Stored rows
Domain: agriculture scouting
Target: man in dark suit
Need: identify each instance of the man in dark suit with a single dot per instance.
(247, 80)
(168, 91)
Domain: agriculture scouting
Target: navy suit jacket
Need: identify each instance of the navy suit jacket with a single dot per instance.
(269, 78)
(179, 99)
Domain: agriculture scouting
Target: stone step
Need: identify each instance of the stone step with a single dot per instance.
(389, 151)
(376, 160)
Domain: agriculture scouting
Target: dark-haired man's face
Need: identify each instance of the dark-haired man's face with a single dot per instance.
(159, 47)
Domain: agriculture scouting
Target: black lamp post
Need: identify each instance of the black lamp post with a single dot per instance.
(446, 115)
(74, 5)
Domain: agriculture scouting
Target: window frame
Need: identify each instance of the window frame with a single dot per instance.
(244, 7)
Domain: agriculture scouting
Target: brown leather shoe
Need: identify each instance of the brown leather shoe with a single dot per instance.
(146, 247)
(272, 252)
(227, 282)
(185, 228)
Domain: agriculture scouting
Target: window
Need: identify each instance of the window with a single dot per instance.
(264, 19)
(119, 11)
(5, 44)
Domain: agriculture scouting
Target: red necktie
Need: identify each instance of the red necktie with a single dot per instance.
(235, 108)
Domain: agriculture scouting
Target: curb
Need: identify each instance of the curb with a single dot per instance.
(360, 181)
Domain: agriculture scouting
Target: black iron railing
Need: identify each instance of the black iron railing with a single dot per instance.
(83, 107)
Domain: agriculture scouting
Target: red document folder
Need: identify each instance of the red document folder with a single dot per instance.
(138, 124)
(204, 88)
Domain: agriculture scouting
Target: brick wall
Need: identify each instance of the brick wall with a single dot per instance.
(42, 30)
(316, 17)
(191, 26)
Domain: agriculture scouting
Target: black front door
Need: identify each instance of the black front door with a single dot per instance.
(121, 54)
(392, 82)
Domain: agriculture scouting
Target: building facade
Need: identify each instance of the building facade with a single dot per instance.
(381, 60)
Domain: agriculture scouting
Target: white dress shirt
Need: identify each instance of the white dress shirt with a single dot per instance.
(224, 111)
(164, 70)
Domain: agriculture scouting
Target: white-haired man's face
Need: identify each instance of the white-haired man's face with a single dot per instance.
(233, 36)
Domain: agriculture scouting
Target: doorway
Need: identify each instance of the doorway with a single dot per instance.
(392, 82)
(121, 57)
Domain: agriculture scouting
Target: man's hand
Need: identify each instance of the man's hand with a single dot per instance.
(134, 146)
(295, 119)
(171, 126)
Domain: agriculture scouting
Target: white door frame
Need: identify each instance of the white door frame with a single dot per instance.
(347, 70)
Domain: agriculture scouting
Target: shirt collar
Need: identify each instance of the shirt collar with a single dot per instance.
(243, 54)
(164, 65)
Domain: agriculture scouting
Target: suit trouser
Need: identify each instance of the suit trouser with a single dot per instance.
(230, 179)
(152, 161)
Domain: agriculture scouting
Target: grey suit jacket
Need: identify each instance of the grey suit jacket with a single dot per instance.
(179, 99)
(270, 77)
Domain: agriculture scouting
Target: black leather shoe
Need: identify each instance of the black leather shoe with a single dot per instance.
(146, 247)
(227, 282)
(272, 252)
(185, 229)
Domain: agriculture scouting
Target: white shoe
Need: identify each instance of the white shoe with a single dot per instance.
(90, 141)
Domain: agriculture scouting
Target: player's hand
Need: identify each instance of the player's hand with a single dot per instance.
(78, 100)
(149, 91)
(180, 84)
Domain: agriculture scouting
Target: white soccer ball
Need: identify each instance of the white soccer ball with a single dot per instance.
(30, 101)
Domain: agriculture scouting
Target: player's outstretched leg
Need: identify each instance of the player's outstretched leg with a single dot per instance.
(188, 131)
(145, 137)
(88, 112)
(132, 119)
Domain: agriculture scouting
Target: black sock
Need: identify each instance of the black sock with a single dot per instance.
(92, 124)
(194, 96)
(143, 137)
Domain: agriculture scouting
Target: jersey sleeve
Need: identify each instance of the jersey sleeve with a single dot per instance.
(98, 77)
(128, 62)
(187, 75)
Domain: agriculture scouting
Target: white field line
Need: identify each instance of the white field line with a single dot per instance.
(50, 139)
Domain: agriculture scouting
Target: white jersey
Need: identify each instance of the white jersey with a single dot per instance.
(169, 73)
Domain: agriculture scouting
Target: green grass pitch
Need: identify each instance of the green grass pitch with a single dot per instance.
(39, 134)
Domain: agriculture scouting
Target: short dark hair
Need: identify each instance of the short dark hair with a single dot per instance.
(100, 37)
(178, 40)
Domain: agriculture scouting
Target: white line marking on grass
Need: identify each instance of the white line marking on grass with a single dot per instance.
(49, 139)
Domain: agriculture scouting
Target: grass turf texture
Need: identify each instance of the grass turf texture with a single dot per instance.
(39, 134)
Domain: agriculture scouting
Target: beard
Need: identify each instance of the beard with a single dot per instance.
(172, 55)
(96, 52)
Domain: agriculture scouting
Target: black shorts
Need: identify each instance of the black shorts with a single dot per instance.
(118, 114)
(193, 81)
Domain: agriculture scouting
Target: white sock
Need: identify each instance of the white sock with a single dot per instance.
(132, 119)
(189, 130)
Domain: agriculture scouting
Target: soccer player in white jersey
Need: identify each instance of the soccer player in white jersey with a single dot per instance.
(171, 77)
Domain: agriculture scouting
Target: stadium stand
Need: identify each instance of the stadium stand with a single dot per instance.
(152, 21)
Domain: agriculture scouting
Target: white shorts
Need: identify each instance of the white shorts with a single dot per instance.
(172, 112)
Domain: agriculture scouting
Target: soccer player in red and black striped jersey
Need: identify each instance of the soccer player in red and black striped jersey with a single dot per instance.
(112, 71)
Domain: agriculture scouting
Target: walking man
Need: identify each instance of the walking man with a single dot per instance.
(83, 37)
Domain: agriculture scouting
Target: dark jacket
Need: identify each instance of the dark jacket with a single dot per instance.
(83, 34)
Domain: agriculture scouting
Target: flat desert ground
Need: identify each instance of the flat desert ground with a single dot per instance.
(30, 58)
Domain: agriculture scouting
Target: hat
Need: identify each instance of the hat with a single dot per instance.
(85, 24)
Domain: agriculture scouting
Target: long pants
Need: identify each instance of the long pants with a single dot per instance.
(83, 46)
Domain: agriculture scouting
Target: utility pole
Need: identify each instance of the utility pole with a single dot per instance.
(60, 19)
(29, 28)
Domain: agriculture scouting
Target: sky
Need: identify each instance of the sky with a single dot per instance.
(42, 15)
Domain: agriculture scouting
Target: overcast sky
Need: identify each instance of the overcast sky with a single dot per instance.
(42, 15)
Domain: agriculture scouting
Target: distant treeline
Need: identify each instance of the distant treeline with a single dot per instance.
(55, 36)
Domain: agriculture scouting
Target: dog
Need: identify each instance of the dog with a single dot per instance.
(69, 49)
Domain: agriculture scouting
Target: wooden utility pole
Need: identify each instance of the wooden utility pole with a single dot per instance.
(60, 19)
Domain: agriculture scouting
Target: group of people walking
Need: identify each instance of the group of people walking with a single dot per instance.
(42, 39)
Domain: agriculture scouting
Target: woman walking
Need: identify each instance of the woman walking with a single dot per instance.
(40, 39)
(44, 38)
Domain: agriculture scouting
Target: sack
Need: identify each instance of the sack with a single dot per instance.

Goal
Collect every line in the data above that contains the word "wall". Case counts.

Written response
Target: brick wall
Need: identify each instance of the brick wall with a single dot per instance.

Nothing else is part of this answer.